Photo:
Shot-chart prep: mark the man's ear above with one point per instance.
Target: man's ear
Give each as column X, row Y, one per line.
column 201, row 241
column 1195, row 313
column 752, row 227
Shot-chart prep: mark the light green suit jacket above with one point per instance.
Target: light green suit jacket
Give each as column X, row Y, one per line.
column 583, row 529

+++

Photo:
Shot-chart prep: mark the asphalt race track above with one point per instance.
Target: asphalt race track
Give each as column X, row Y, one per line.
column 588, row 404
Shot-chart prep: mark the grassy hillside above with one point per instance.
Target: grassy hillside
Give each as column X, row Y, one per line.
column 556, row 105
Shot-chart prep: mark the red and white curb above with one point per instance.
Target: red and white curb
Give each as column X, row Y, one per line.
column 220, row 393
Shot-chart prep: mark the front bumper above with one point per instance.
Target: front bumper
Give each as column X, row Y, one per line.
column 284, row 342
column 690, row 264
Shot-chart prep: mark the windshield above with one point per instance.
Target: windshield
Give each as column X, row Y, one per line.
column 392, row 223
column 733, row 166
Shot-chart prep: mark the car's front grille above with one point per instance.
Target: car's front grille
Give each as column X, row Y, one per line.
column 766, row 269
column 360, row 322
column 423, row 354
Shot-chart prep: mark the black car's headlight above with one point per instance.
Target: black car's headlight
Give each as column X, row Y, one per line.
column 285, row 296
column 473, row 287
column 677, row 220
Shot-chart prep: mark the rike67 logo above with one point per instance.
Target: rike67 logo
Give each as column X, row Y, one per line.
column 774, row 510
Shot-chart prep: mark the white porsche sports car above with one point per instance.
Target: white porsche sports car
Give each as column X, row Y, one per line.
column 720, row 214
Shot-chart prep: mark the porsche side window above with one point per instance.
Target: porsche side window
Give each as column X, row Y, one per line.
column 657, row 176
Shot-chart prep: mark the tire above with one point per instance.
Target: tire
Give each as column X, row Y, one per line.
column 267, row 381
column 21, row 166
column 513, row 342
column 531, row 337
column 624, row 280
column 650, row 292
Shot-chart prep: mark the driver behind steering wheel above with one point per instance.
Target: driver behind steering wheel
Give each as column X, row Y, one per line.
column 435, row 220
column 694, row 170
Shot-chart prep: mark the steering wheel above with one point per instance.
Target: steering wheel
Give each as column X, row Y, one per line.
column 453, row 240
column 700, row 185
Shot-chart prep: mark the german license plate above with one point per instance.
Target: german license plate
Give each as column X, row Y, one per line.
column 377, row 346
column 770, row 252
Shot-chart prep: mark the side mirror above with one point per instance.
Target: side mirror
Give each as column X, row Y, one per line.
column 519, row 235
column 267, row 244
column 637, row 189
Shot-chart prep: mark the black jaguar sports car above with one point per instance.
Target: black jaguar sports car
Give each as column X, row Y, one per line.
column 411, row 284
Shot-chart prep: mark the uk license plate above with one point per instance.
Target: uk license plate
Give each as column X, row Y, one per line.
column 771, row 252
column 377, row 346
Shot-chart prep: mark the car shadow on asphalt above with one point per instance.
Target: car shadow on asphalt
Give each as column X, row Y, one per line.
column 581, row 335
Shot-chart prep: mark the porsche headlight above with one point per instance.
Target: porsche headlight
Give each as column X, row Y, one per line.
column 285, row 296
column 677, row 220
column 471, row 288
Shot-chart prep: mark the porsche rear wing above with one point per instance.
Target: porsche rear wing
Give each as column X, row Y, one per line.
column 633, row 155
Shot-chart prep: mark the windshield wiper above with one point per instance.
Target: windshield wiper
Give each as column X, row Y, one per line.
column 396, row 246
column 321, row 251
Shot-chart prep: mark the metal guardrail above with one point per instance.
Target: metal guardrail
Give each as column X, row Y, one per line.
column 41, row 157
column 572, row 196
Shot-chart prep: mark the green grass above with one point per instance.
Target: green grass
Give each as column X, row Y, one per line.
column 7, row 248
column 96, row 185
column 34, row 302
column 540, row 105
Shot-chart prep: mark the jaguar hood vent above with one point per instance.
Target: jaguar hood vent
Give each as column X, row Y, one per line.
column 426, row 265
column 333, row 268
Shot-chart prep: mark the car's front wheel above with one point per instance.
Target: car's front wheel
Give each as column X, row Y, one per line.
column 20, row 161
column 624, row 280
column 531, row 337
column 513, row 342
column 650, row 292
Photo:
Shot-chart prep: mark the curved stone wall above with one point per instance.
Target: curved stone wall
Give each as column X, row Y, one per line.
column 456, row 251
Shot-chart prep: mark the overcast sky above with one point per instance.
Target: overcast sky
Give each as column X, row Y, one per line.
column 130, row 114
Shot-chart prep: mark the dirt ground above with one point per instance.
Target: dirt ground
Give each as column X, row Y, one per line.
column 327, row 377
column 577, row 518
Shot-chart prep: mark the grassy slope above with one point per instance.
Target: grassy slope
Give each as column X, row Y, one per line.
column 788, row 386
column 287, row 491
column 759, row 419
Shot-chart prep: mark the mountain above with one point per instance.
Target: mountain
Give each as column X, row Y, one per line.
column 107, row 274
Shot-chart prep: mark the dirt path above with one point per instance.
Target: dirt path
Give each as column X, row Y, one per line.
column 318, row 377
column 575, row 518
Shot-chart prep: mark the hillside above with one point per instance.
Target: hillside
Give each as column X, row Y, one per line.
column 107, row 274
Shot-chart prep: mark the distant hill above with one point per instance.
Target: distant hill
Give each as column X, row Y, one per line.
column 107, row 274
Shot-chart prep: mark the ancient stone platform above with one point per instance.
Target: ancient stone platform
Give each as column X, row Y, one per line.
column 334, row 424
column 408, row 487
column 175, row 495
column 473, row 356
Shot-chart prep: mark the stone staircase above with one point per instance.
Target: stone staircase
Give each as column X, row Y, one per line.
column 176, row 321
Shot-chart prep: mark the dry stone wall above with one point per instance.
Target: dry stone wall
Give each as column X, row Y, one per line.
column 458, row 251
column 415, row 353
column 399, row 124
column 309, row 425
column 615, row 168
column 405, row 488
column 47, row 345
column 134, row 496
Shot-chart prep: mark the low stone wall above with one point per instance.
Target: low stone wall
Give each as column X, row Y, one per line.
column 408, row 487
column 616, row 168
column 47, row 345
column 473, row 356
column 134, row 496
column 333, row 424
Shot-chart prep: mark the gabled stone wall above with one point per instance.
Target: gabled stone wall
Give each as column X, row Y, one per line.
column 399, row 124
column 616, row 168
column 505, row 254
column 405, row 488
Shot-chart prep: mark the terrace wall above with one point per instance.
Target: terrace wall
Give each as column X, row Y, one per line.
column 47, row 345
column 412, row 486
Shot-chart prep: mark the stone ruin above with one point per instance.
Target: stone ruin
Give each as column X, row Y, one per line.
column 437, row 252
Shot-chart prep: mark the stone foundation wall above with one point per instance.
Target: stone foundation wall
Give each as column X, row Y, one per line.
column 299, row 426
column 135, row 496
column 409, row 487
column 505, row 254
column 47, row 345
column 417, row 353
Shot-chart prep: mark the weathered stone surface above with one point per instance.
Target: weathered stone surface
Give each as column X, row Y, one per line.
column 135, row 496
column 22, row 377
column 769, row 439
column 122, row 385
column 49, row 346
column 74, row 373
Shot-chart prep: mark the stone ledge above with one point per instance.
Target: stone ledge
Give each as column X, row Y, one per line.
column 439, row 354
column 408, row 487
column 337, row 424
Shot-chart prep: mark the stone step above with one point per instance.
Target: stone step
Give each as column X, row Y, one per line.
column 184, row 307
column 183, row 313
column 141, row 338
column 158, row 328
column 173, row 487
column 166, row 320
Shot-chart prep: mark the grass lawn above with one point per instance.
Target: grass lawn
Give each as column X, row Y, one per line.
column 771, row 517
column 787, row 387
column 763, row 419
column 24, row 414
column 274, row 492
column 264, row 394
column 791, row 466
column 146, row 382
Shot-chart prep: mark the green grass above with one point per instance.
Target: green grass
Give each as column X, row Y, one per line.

+++

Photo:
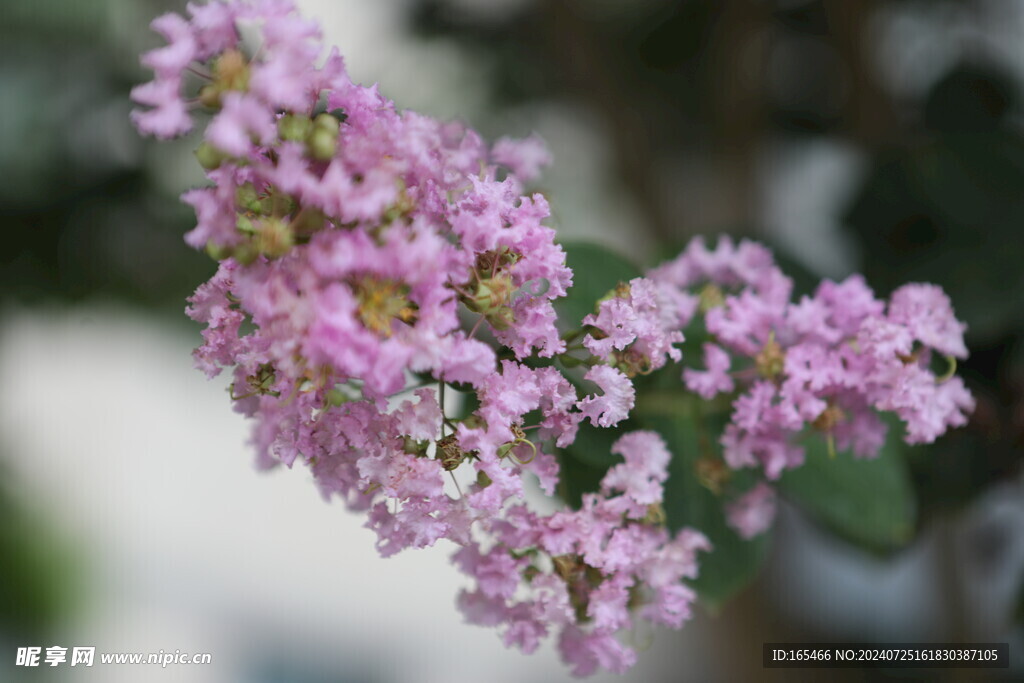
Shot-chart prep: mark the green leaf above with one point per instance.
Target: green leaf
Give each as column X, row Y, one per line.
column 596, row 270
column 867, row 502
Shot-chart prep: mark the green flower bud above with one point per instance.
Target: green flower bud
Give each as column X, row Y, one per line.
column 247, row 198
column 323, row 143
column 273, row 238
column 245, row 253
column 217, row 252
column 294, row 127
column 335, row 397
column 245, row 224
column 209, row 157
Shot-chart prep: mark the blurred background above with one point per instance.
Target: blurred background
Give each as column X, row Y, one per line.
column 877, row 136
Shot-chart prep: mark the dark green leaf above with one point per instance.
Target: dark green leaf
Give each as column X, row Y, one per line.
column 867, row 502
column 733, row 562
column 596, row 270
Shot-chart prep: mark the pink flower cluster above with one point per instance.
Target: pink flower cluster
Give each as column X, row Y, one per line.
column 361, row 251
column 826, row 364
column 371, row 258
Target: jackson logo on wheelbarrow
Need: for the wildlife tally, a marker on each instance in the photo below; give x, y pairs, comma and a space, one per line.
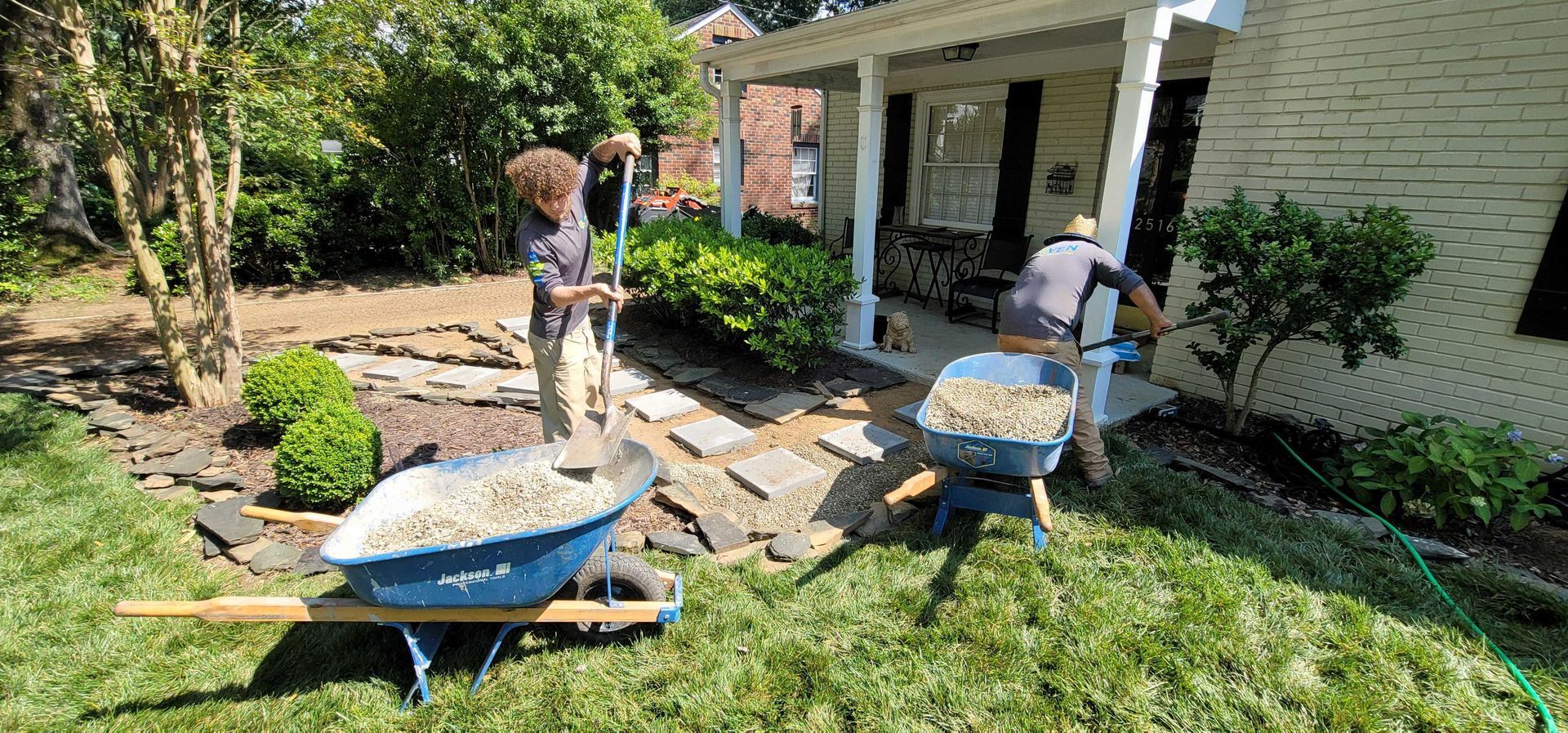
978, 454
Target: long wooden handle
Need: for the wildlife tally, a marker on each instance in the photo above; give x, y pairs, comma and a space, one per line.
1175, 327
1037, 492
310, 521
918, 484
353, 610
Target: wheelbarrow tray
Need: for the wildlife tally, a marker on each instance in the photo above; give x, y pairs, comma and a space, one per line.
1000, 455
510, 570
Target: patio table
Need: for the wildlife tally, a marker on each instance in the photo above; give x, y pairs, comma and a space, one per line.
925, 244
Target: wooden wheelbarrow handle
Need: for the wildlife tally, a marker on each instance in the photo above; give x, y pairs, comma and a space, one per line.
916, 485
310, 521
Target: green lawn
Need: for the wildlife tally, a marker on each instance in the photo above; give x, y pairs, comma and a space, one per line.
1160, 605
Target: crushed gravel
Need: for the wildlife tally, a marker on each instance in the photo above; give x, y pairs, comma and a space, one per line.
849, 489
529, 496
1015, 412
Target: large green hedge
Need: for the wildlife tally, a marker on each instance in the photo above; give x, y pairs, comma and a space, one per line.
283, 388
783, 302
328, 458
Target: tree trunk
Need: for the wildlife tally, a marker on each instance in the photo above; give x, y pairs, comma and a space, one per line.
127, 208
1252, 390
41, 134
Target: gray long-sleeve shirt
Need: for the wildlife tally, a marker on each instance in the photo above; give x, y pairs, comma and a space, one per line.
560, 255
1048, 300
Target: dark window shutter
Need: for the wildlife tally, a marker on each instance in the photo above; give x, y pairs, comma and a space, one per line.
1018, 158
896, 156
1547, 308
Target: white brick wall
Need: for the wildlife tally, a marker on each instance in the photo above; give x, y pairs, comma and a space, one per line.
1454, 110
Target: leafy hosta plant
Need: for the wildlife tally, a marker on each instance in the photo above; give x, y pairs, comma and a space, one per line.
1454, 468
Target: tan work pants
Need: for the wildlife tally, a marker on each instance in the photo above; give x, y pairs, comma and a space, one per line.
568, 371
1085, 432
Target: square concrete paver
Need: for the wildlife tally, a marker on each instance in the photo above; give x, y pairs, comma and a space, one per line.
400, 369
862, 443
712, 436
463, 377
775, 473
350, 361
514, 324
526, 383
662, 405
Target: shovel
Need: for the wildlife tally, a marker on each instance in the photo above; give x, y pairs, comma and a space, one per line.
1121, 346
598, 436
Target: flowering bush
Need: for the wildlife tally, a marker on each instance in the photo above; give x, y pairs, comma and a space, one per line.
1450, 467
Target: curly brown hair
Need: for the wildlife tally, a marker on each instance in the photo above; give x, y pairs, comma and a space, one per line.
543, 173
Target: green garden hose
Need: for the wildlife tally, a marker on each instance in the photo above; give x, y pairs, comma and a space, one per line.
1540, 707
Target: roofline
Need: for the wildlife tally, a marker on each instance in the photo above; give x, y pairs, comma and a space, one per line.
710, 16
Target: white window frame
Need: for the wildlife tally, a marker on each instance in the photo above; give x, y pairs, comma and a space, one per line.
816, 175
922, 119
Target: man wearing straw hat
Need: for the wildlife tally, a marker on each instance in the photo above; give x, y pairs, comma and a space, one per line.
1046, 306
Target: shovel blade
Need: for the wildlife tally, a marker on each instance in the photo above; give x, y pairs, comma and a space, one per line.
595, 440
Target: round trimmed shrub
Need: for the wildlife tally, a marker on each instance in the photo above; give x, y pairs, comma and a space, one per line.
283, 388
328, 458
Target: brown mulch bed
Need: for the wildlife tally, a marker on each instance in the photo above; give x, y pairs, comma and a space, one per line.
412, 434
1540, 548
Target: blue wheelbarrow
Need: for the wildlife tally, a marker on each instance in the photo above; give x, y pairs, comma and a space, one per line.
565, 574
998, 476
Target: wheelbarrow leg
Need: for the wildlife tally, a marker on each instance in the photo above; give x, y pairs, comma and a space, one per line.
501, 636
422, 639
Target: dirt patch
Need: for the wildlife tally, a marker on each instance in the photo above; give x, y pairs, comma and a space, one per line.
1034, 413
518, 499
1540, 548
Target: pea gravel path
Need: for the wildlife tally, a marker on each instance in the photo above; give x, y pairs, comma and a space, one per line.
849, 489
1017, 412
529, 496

+++

## TASK TO CARRY OUT
List each line above that contains the string "ledge", copying every such line in full. Case counts.

## TASK OUTPUT
Shot-chart prep: mark the stone ledge above with one point per instance.
Target: stone ledge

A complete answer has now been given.